■ The task ■
Copy out the following passage on online medicine sales word for word, in full.

■ Document section ■
Online medicine sales are linked to both public health concerns, such as sale of prescription-only medicines without a prescription, and sale of substandard and falsified medicines; and cyber-security concerns, including consumer fraud and lack of data privacy.
E-pharmacy may also present opportunities for enhancing access to medicines, particularly for those requiring regular medication for chronic conditions, or with problems accessing traditional pharmacy services.
Regulation of the sector has not kept pace with these rapidly evolving, dynamic markets which operate with ease across national boundaries, and present distinct regulatory challenges.
Regulators need to pay greater attention to this sector, ensure they have the technical expertise to supervise it and adapt regulatory process to take advantage of the opportunities e-pharmacy provides for enhancing traceability and transparency of medicine sales.
The sale of medicines over the internet represents a major disruption to pharmacy markets across the globe. E-pharmacy has proliferated since the first online sales to consumers in the late 1990s. The global e-pharmacy market is currently worth around US$81.6 billion, and expected to grow to US$244 billion by 2027.1 While initially the preserve of high-income countries (HICs), in the past decade it has been growing rapidly in low-income and middle-income country (LMIC) settings2 3; for example India’s share of the global market is US$9.3 billion with a compound annual growth rate of 18%.4
Lockdowns and self-isolation due to COVID-19 have further catalysed online medicine sales. Key market players in India have reported sales surges of 100%–200%.5 There have also been reports of a shift to more elderly customers with chronic conditions, and these new trends are expected to continue, at least to some degree, even after the pandemic subsides.

■ Record extracts ■
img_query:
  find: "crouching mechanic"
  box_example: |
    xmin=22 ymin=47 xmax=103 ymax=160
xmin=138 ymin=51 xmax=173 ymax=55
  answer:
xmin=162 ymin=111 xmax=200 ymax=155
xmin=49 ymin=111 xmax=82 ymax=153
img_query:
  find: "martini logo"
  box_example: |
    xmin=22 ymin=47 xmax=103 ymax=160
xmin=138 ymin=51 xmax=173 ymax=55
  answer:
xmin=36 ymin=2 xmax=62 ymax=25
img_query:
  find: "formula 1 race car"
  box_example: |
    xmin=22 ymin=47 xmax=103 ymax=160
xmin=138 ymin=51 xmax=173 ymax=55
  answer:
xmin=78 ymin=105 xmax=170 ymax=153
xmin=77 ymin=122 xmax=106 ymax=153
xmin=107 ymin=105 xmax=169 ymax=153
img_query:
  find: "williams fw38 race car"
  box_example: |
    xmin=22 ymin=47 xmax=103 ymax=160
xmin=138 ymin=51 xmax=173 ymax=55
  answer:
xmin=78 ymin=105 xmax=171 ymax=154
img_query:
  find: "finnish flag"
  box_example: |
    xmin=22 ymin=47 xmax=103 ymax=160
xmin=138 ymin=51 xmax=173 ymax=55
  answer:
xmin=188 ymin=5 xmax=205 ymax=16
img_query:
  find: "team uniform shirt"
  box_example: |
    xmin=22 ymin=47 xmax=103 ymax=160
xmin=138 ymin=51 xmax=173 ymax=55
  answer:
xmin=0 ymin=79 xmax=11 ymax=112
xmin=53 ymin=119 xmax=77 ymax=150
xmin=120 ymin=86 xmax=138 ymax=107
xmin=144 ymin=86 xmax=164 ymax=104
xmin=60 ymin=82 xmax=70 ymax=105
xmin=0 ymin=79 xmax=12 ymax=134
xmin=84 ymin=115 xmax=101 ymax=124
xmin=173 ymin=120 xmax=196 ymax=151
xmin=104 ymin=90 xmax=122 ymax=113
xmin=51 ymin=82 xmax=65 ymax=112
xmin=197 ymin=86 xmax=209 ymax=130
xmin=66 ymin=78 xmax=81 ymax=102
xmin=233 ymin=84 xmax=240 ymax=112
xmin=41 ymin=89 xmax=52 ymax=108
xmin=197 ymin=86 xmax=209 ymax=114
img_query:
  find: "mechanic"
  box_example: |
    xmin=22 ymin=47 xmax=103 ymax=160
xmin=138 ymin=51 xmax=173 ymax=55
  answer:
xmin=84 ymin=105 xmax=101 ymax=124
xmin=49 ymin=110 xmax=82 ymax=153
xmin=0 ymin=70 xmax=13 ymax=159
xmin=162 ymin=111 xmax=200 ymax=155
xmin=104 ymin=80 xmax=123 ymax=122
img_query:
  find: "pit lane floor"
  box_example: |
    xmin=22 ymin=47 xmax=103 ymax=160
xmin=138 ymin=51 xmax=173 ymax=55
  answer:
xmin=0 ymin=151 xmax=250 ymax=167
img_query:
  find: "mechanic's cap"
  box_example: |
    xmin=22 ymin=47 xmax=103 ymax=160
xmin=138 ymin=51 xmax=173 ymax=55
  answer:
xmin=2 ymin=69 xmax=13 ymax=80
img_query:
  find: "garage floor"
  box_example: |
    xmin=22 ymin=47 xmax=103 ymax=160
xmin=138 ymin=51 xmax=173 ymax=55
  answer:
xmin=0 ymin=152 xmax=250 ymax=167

■ Result of this exercise ■
Online medicine sales are linked to both public health concerns, such as sale of prescription-only medicines without a prescription, and sale of substandard and falsified medicines; and cyber-security concerns, including consumer fraud and lack of data privacy.
E-pharmacy may also present opportunities for enhancing access to medicines, particularly for those requiring regular medication for chronic conditions, or with problems accessing traditional pharmacy services.
Regulation of the sector has not kept pace with these rapidly evolving, dynamic markets which operate with ease across national boundaries, and present distinct regulatory challenges.
Regulators need to pay greater attention to this sector, ensure they have the technical expertise to supervise it and adapt regulatory process to take advantage of the opportunities e-pharmacy provides for enhancing traceability and transparency of medicine sales.
The sale of medicines over the internet represents a major disruption to pharmacy markets across the globe. E-pharmacy has proliferated since the first online sales to consumers in the late 1990s. The global e-pharmacy market is currently worth around US$81.6 billion, and expected to grow to US$244 billion by 2027.1 While initially the preserve of high-income countries (HICs), in the past decade it has been growing rapidly in low-income and middle-income country (LMIC) settings2 3; for example India’s share of the global market is US$9.3 billion with a compound annual growth rate of 18%.4
Lockdowns and self-isolation due to COVID-19 have further catalysed online medicine sales. Key market players in India have reported sales surges of 100%–200%.5 There have also been reports of a shift to more elderly customers with chronic conditions, and these new trends are expected to continue, at least to some degree, even after the pandemic subsides.